───── SOURCE INFORMATION

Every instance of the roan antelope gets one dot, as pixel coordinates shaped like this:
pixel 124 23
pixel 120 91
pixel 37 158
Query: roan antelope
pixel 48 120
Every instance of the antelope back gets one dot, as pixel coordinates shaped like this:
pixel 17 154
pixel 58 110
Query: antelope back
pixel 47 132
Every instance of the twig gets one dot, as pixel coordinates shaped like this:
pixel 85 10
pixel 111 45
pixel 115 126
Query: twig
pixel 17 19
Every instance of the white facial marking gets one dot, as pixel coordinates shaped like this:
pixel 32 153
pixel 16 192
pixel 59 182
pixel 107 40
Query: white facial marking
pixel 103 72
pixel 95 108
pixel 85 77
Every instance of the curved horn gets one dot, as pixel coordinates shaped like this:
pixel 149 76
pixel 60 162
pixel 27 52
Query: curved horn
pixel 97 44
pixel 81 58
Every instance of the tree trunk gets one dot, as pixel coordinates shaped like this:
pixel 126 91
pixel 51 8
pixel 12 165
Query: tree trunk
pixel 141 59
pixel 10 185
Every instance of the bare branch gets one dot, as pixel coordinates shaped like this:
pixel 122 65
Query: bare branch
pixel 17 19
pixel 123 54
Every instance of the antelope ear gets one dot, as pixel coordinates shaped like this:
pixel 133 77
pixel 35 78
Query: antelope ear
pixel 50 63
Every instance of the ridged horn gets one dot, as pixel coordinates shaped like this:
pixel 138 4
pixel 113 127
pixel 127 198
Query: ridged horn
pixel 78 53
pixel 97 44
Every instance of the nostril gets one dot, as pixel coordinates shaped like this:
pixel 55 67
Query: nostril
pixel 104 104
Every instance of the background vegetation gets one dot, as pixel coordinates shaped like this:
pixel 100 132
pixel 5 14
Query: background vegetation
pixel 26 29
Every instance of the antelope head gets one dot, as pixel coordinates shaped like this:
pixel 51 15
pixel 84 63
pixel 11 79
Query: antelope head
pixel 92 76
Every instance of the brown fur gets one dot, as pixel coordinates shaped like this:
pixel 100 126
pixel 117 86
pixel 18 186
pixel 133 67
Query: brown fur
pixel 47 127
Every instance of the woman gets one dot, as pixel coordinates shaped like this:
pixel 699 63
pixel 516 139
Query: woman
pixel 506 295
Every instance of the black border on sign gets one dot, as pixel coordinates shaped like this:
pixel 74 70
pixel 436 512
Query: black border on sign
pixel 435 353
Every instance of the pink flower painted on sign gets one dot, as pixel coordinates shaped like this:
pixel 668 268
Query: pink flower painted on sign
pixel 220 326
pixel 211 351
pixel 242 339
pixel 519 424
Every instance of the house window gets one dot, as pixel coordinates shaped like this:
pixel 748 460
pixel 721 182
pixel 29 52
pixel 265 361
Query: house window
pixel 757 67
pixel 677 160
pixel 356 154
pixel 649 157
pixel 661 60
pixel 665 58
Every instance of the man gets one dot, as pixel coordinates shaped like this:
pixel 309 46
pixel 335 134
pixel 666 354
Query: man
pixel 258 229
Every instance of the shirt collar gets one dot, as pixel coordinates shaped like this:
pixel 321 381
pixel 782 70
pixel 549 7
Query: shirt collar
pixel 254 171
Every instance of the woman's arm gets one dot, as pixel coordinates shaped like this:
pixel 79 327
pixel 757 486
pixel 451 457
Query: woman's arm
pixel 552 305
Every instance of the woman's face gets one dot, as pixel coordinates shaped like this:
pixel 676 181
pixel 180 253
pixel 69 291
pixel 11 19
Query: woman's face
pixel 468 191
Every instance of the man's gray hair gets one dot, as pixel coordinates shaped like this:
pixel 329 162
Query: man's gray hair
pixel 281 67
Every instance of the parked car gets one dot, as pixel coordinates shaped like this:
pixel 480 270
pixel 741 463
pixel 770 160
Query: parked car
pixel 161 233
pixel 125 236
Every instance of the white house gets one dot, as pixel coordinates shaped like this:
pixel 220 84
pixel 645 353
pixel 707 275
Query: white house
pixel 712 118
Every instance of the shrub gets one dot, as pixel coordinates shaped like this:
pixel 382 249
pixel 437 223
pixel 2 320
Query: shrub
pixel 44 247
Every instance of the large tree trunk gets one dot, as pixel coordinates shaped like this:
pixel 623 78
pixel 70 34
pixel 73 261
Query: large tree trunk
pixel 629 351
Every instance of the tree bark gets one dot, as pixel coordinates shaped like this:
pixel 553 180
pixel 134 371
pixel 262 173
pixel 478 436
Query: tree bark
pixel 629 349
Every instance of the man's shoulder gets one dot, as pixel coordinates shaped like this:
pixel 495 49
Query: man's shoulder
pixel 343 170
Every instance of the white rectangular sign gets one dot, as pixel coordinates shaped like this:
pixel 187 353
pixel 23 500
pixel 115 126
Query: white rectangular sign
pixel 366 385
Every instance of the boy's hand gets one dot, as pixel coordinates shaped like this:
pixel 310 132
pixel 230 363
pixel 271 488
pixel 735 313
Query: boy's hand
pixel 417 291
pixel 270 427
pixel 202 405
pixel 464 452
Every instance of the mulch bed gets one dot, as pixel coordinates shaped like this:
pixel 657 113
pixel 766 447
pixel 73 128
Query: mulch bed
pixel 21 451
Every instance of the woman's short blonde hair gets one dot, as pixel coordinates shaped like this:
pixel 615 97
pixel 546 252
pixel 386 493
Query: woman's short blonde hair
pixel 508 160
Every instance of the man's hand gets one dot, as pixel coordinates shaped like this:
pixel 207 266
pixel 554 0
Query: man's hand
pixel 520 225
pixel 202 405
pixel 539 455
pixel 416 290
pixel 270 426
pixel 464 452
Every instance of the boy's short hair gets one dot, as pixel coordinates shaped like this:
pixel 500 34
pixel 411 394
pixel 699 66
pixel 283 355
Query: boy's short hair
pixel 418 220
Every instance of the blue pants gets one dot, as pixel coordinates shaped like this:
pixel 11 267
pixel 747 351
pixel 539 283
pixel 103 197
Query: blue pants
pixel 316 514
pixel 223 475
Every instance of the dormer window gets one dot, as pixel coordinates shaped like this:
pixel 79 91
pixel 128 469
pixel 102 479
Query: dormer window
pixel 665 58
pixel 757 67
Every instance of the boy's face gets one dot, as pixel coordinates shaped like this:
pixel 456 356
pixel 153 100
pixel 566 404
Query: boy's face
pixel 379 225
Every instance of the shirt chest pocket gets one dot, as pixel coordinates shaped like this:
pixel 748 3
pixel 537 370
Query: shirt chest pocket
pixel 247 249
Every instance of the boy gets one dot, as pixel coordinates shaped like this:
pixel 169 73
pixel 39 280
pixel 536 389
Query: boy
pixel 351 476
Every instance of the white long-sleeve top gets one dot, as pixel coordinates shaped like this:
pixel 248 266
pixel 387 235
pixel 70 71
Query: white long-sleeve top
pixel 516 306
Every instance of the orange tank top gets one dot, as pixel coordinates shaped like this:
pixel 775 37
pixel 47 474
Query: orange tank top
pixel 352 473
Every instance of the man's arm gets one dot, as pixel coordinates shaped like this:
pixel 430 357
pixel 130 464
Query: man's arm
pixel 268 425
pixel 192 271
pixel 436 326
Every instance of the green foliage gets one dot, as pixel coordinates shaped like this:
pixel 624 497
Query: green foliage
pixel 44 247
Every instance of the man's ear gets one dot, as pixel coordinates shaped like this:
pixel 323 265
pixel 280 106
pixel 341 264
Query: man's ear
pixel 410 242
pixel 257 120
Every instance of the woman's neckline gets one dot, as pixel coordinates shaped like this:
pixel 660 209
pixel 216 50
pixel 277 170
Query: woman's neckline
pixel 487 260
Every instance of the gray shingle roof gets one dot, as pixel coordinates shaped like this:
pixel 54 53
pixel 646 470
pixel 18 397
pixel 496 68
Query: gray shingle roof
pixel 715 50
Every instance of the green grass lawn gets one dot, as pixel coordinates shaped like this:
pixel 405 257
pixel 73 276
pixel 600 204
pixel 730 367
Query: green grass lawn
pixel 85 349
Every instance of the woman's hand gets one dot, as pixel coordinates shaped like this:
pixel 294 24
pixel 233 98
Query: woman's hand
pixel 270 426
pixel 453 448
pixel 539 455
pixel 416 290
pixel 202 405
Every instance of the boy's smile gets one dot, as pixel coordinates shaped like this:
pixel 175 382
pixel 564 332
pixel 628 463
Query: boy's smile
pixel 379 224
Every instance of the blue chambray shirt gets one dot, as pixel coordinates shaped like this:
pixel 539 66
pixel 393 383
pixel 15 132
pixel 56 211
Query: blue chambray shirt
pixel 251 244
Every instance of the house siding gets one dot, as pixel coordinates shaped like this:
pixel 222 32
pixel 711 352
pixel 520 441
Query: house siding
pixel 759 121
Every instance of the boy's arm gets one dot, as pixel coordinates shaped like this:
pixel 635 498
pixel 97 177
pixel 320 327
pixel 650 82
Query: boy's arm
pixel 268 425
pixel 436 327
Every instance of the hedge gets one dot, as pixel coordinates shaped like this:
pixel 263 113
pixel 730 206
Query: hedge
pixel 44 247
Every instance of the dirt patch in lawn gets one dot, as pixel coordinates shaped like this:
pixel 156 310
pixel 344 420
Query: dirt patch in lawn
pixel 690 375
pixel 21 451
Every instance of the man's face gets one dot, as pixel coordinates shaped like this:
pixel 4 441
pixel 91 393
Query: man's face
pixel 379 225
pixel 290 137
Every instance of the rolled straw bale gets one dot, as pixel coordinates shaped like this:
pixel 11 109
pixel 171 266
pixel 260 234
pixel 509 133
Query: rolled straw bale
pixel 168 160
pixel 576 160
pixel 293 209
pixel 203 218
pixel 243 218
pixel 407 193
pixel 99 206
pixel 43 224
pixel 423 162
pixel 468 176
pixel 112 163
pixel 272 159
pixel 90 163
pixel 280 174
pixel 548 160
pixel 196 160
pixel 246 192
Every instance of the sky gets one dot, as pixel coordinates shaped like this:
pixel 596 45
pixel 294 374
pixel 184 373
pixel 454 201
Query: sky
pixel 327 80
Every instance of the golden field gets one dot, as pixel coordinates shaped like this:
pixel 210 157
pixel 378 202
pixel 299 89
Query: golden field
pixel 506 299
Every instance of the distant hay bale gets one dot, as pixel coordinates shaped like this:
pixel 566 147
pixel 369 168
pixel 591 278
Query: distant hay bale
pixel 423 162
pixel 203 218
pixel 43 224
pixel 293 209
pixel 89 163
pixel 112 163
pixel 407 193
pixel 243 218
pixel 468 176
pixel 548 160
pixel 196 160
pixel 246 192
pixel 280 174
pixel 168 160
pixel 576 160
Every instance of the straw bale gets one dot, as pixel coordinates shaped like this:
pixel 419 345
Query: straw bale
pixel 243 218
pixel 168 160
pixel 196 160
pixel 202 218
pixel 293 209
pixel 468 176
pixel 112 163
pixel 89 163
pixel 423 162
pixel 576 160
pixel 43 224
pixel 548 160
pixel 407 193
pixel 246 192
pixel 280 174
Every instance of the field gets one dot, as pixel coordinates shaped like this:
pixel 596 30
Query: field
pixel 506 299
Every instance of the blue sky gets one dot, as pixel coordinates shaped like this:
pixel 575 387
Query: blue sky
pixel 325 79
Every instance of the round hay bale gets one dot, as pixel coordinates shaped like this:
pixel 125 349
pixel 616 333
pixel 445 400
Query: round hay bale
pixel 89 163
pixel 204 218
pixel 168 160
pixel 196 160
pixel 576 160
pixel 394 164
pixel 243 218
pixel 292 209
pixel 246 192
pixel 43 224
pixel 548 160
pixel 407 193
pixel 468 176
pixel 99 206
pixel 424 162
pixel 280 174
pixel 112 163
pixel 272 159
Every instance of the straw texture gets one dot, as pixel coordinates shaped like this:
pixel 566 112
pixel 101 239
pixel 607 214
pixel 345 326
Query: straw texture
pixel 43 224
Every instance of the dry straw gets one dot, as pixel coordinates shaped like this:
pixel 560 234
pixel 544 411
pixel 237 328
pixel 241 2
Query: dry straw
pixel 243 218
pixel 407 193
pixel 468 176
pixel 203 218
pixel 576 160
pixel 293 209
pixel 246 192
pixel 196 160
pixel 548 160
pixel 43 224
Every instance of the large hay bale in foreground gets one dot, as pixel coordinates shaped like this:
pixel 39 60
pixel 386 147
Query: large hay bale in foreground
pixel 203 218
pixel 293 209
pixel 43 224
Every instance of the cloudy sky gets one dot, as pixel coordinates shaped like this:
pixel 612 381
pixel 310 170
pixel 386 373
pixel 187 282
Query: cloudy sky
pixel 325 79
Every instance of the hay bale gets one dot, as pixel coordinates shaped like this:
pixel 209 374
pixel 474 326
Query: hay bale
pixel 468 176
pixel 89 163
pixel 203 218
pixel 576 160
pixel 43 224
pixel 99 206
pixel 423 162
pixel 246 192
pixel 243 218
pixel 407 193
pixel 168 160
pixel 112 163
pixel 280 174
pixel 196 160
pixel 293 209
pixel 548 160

──────────

▶ [TASK DETAILS] Return, word for word, every line from the line with "pixel 612 381" to the final line of the data.

▶ [ANSWER TO THE EXERCISE]
pixel 612 381
pixel 310 170
pixel 386 373
pixel 187 282
Query: cloudy sky
pixel 325 79
Every instance of the hay bale gets one dot, as pixel coordinates shaped like this:
pixel 209 374
pixel 474 326
Query: hay bale
pixel 468 176
pixel 89 163
pixel 203 218
pixel 576 160
pixel 43 224
pixel 99 206
pixel 423 162
pixel 246 192
pixel 243 218
pixel 407 193
pixel 168 160
pixel 112 163
pixel 280 174
pixel 196 160
pixel 293 209
pixel 548 160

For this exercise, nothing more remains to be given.